## What you will do
Turn the lines of the material into a JSON list of strings, one string per line and no blank lines, starting at the first line and stopping after the line that contains "point(299, 477)". Include only those lines.

## Entries for labeling object positions

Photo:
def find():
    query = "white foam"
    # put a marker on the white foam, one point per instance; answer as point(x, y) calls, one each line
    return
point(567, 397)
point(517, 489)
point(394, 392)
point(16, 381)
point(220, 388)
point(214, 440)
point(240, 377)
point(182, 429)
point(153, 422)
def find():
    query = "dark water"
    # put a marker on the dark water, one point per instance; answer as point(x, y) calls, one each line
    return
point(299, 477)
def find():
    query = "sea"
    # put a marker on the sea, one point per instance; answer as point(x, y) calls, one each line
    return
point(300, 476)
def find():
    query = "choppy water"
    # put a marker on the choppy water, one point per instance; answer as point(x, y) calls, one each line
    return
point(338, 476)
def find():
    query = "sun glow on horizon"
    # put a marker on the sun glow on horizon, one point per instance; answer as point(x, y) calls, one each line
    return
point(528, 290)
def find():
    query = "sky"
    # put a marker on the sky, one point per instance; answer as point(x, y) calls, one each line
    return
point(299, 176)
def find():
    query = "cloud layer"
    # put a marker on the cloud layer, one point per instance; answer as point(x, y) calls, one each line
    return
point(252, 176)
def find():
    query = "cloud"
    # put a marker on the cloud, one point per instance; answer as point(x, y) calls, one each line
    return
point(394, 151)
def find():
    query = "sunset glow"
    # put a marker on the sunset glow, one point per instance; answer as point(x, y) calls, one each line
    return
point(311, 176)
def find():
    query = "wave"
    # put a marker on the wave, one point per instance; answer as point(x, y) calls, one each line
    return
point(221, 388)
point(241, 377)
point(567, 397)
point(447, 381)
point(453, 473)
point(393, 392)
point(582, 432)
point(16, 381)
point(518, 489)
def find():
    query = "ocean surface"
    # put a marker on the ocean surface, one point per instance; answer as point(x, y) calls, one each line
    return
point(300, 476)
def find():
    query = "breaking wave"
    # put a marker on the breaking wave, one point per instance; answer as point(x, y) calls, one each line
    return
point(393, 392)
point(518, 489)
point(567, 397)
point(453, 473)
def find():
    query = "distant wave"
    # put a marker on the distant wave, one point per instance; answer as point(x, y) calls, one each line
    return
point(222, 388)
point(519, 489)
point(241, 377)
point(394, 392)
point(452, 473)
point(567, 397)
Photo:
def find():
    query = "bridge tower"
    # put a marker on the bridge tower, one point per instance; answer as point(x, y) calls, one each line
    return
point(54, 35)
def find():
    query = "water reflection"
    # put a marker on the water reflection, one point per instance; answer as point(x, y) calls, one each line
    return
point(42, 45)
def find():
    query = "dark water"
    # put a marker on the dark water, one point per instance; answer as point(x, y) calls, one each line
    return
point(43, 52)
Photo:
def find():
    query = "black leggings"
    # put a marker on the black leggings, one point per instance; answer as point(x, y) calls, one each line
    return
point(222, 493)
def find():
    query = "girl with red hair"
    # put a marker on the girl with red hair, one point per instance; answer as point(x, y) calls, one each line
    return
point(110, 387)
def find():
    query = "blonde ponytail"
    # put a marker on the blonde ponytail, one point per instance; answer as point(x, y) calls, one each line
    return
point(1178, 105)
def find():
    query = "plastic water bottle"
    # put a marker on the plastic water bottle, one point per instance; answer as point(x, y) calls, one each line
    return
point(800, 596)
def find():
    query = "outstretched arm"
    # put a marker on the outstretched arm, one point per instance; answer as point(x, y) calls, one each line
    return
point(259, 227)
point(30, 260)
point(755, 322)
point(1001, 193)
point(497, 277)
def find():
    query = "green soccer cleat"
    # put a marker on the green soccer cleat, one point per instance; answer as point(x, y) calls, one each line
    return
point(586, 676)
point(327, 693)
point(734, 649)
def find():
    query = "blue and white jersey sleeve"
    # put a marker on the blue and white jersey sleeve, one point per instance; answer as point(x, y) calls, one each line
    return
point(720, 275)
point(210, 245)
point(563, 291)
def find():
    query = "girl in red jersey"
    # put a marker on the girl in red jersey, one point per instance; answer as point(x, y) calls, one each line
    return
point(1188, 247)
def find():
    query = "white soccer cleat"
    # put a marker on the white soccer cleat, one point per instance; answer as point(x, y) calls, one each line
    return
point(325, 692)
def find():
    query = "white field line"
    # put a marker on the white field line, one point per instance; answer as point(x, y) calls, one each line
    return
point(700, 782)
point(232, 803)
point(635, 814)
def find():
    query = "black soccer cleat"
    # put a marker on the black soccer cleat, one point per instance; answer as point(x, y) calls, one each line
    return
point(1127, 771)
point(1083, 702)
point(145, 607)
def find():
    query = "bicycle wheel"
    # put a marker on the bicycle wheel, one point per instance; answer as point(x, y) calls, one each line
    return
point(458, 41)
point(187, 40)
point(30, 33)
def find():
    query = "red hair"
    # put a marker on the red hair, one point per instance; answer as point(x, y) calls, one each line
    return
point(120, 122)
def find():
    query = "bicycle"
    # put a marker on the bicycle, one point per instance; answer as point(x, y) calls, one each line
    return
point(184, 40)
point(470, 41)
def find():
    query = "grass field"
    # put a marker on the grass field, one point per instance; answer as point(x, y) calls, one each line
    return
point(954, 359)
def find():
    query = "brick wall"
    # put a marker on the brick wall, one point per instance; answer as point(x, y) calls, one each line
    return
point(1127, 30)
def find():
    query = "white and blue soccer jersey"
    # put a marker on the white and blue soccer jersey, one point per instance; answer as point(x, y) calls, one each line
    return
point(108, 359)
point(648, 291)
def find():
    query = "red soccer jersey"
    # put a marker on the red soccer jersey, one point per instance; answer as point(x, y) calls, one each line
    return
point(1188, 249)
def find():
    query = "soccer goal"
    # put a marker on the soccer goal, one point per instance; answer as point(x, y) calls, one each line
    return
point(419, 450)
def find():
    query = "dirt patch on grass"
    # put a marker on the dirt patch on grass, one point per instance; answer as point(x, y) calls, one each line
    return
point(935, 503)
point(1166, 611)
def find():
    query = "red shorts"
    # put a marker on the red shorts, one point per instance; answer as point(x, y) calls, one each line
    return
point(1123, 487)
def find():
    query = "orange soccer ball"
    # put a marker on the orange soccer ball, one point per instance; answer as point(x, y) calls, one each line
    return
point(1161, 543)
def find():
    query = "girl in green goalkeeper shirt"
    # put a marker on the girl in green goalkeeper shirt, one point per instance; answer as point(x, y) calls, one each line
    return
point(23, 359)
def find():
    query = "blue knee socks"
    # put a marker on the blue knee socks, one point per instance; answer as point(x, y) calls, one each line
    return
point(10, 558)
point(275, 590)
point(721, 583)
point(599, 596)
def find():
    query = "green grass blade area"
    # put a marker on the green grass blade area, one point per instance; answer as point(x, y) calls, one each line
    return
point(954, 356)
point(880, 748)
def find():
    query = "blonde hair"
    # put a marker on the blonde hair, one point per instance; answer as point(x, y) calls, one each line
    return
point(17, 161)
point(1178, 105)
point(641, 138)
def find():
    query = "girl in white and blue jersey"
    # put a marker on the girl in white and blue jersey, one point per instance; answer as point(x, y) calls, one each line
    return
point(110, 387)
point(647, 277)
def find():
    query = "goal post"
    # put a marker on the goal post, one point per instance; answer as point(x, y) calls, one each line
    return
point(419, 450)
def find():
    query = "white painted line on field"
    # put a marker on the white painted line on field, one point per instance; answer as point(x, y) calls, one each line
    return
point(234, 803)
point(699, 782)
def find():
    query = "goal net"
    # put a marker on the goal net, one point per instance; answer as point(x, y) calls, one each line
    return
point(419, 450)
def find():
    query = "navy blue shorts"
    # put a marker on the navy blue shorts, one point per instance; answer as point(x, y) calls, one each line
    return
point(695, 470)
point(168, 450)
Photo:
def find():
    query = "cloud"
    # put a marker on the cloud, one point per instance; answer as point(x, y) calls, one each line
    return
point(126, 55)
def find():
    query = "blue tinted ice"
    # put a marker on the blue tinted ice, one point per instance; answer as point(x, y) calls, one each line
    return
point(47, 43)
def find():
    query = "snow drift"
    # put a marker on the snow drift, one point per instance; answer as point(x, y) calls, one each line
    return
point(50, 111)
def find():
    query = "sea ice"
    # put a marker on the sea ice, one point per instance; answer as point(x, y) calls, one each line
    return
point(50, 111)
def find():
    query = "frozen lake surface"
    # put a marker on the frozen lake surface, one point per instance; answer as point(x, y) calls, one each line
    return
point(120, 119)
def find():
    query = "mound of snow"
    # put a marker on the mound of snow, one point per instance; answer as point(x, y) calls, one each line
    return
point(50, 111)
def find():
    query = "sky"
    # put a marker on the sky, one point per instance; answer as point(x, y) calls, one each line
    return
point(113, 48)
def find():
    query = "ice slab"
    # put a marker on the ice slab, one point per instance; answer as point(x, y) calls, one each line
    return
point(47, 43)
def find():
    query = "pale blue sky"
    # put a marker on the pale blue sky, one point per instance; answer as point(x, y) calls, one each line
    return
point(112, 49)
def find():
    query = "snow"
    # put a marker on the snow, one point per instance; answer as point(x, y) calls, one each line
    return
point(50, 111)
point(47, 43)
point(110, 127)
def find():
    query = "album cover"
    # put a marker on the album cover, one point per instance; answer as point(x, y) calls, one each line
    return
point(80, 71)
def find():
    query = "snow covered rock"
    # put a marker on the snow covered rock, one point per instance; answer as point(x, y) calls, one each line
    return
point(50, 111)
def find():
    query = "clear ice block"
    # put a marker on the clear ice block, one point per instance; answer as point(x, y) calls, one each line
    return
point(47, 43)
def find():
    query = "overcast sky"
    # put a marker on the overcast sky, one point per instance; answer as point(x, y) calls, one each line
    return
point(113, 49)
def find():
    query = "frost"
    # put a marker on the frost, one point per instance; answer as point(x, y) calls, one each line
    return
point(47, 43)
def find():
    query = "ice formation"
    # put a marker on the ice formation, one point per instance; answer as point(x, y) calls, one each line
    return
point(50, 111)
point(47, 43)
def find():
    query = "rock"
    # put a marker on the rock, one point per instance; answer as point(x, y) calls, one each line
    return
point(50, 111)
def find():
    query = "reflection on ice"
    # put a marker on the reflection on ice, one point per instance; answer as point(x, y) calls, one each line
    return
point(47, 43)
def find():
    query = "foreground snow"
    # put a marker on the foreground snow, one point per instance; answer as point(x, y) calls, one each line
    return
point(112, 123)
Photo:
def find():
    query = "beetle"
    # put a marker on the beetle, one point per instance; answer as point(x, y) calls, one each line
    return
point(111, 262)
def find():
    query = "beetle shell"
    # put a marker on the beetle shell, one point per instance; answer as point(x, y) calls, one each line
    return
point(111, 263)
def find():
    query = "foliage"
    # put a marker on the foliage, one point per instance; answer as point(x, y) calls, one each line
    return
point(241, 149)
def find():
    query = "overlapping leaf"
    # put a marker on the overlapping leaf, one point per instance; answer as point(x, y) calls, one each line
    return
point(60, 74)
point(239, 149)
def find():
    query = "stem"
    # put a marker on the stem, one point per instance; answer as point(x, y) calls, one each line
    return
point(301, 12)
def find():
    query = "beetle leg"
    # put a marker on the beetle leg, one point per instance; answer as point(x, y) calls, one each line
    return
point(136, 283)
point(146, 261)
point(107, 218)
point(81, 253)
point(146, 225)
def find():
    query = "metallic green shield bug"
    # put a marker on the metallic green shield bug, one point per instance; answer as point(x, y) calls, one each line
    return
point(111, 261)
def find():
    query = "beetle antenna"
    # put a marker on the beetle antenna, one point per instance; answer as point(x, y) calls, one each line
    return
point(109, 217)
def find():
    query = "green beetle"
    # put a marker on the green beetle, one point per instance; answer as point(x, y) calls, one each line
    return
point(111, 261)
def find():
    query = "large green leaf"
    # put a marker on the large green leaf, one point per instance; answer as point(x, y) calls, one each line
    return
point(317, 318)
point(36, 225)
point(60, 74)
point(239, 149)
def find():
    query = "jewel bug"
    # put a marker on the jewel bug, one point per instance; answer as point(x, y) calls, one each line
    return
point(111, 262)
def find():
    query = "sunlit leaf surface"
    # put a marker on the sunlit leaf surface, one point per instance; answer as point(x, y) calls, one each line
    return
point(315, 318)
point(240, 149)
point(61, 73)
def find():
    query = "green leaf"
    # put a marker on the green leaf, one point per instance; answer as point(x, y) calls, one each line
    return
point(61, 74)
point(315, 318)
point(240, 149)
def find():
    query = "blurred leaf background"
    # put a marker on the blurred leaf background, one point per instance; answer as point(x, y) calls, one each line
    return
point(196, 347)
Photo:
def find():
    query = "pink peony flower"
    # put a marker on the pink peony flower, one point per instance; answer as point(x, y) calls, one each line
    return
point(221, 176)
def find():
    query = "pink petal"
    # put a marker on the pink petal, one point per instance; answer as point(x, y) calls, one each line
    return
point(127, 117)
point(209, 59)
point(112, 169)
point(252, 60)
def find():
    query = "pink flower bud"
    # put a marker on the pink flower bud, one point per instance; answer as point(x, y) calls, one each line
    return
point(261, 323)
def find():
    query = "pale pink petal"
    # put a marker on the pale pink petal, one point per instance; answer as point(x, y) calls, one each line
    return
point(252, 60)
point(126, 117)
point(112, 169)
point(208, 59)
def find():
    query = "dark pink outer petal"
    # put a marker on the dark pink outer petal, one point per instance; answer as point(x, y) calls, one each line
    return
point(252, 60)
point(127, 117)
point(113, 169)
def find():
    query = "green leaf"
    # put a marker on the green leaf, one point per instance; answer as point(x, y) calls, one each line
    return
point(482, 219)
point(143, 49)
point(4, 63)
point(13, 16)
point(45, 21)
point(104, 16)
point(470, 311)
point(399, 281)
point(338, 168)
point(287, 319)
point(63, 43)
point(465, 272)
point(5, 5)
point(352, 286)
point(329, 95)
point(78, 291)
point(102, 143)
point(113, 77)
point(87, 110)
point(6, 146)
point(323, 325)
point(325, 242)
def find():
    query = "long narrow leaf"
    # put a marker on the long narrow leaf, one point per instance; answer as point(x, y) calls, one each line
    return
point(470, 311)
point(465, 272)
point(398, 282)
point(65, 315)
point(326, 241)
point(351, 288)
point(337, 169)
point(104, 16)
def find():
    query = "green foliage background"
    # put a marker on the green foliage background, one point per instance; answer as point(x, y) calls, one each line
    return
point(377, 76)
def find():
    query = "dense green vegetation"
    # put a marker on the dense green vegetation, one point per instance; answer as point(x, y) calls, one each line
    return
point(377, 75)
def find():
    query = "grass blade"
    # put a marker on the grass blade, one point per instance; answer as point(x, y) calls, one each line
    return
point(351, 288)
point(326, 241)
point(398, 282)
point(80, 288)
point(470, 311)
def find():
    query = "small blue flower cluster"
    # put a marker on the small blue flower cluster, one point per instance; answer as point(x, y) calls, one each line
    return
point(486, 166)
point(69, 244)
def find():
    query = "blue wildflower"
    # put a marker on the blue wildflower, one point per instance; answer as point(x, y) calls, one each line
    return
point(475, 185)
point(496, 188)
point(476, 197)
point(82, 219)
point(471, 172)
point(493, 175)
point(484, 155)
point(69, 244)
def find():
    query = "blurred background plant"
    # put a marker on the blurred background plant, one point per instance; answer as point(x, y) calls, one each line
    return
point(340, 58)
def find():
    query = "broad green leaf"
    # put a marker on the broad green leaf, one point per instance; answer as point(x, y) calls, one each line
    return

## Expected answer
[
  "Photo:",
  "def find():",
  "    query = \"white foam\"",
  "    # put a marker on the white foam, one point per instance; answer as point(x, y) calls, one each line",
  "    return",
  "point(567, 397)",
  "point(517, 489)",
  "point(394, 392)",
  "point(16, 381)",
  "point(220, 388)",
  "point(214, 440)",
  "point(240, 377)",
  "point(182, 429)",
  "point(153, 422)",
  "def find():",
  "    query = \"dark water\"",
  "    # put a marker on the dark water, one point per instance; answer as point(x, y) calls, one each line",
  "    return",
  "point(299, 477)"
]